## Task directions
Could you transcribe the material below exactly, without leaving out a single line?

## Available records

---------------

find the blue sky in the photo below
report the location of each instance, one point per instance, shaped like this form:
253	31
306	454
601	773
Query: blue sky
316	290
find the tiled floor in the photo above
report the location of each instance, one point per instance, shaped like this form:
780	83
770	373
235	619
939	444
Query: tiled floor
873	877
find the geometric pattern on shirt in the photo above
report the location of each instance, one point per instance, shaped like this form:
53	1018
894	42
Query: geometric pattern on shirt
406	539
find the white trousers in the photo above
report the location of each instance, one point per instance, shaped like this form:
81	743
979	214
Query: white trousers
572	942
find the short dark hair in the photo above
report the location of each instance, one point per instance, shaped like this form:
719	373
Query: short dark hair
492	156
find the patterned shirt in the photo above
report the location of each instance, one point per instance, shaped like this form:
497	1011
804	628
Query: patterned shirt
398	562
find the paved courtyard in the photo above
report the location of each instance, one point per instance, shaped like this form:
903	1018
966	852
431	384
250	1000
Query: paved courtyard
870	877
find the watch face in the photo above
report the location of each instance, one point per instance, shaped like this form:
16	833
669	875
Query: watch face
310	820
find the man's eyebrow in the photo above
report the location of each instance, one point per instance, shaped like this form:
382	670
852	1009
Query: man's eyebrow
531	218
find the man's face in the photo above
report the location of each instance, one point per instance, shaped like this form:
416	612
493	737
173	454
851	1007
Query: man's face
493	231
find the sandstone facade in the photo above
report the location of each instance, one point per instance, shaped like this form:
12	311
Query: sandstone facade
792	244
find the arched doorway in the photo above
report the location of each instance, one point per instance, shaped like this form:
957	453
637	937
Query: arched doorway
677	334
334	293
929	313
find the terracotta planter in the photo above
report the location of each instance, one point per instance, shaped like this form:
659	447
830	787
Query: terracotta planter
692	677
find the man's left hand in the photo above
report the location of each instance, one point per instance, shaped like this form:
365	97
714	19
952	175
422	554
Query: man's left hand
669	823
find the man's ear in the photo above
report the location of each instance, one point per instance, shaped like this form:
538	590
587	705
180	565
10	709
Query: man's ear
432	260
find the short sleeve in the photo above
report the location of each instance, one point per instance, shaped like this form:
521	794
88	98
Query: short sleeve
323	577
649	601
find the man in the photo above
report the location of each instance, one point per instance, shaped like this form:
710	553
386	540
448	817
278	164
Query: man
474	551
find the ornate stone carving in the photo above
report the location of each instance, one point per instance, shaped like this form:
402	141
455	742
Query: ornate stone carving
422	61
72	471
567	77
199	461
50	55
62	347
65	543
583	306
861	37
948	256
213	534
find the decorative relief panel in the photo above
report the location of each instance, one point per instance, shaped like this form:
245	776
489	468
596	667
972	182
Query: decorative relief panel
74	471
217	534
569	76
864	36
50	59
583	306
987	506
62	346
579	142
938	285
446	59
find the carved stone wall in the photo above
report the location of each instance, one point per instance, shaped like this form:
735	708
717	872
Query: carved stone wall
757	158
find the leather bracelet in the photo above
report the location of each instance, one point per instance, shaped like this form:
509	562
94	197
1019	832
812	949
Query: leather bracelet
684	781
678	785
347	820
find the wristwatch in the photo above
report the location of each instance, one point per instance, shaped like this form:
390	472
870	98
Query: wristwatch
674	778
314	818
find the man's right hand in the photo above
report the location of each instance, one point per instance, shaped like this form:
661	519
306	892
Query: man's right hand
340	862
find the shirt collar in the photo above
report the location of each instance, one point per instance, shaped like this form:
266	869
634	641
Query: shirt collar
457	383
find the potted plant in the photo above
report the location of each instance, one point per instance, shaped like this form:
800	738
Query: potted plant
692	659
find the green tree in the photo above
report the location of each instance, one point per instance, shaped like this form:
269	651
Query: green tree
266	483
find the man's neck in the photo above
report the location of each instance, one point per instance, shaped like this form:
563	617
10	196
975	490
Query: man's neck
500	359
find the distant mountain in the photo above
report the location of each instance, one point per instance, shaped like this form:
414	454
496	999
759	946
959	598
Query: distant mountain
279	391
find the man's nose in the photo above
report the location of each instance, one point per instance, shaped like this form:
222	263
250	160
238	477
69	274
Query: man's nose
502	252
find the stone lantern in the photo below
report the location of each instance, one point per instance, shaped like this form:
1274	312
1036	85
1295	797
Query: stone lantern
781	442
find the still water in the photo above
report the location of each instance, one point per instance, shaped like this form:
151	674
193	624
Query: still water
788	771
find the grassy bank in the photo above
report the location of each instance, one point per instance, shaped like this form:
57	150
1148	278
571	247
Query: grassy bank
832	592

---------------

## Answer box
find the blue sky in the photo below
report the location of each instance, one point per instance, shaped like this form:
253	31
306	454
601	773
Query: blue sky
316	290
find the tiled floor in the photo above
report the location of each instance, one point per instance, shaped like this form:
780	83
770	373
235	619
939	444
Query: tiled floor
873	877
find the geometric pattern on shirt in the photo above
report the location of each instance, one point per instance, shaped like this form:
53	1018
894	42
Query: geometric pattern on shirt
406	539
find the white trousers in the photo above
report the location of each instance, one point per instance, shaped like this form:
81	743
979	214
Query: white trousers
572	942
find the short dark hair in the photo above
report the location of each instance, one point per instance, shaped like this form:
719	373
Query: short dark hair
492	156
find the patterned shirt in the photo above
report the location of each instance, one point per instance, shaped like this form:
497	1011
804	628
Query: patterned shirt
398	562
find the paved courtyard in the photo above
report the location of each instance, one point per instance, shaped like this form:
903	1018
966	852
431	384
250	1000
Query: paved courtyard
870	877
find the watch face in the photo above
report the location of each instance, one point per instance, shaped like this form:
16	833
669	875
Query: watch face
310	820
find the man's eyebrow in the photo above
report the location of each instance, one point per instance, shaped like this form:
382	670
852	1009
Query: man's eyebrow
531	218
find the man's face in the photo above
report the location of each instance, one point per instance, shaped like this form:
416	612
493	737
173	454
851	1007
Query: man's face
493	231
find the sandstone facade in the photo above
report the location of each instance, one point per instance, shaped like this form:
12	311
Query: sandstone facade
792	244
find the arched doorway in the photo above
report the location of each instance, one point per instance, shaped like this form:
957	453
637	937
Query: arched doorway
677	334
334	293
929	313
find the terracotta planter in the photo above
report the location of each instance, one point per instance, shaped like this form:
659	447
830	787
Query: terracotta planter
692	677
find the man's left hand in the photo above
report the location of each instance, one point per instance, shaped like this form:
365	97
714	19
952	175
422	554
Query: man's left hand
669	823
find the man's ear in the photo above
report the location of each instance, one point per instance, shaped like this form:
538	590
587	705
180	565
10	709
Query: man's ear
432	260
find the short sleeve in the photo above
report the location of each instance, one point per instance, shaped like this form:
521	794
88	98
Query: short sleeve
323	577
649	601
find the man in the photo above
report the location of each instance, one point per instance, shaped like this form:
710	553
386	540
448	817
278	164
Query: man
474	551
find the ornate stone carving in the photo above
report the location of each instance, one point per instance, shaped like this form:
402	141
455	742
Query: ornate stone carving
422	61
72	471
567	77
199	461
50	55
62	347
65	543
583	306
861	37
948	256
213	534
find the decorative relief panel in the photo above
report the location of each instance, one point per instance, shaped like this form:
245	776
489	468
596	667
972	182
Query: decorative relief panel
74	471
217	534
569	76
864	36
50	59
583	306
987	506
62	346
579	142
938	285
446	59
find the carved stone wall in the photo above
report the location of each instance, one point per instance, shaped like this form:
735	708
717	872
Query: carved stone wall
757	158
find the leather bracelet in the photo above
report the location of each instance, one point per instance, shaped like this form:
509	562
94	197
1019	832
812	949
Query: leather bracelet
684	781
678	785
347	820
find the wristwatch in the photo above
report the location of each instance, one point per instance, shaped like this form:
390	472
870	98
Query: wristwatch
674	778
314	818
find the man's right hand in the photo above
report the location of each instance, one point per instance, shaped like this form:
661	519
306	892
Query: man's right hand
340	862
find the shirt collar in the photo above
report the location of each instance, one point per instance, shaped like this form:
266	869
634	641
Query: shirt collar
457	383
find the potted plant in the photo above
report the location of each instance, one point per instance, shaped like this form:
800	738
Query: potted plant
692	659
find the green tree in the photo above
report the location of each instance, one point per instance, shaped like this form:
269	651
Query: green tree
266	483
find the man's neck in the photo above
report the location of each instance, one point per instance, shaped like this form:
563	617
10	196
975	490
Query: man's neck
500	359
find the distant mountain in the photo above
report the location of each instance, one point per instance, shaped like this form:
414	454
496	999
759	946
959	598
Query: distant mountain
279	391
find the man's nose in the photo above
report the location of each instance, one point per instance, shaped like this form:
222	263
250	160
238	477
69	274
Query: man's nose
502	252
find the stone lantern in the photo below
report the location of each instance, one point per instance, shaped like this form:
1274	312
1036	85
1295	797
Query: stone lantern
781	442
find the still water in the photo above
report the location of each instance, one point per instance, shaped like this form:
151	674
193	624
Query: still water
788	771
find the grassy bank in the photo above
report the location of each instance, one point per instance, shaped like this form:
57	150
1148	278
571	247
Query: grassy bank
832	592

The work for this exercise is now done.